**Directions**
In the items below, copy out word for word every line from the one containing "Using the image provided, box the yellow" down to the one containing "xmin=348 ymin=152 xmax=352 ymax=208", both included.

**Supplied material**

+ + + + + + +

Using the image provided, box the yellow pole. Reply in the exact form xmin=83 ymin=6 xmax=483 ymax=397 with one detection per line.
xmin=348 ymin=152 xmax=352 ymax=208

+ + + + + + +

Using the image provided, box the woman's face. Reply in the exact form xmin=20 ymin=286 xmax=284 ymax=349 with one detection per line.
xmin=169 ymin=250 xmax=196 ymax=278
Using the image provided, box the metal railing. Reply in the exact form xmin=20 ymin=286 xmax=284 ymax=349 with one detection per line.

+ + + + + + +

**Response to this exercise**
Using the image provided, box the yellow pole. Reply in the exact form xmin=83 ymin=6 xmax=483 ymax=397 with one detection per line.
xmin=348 ymin=152 xmax=352 ymax=208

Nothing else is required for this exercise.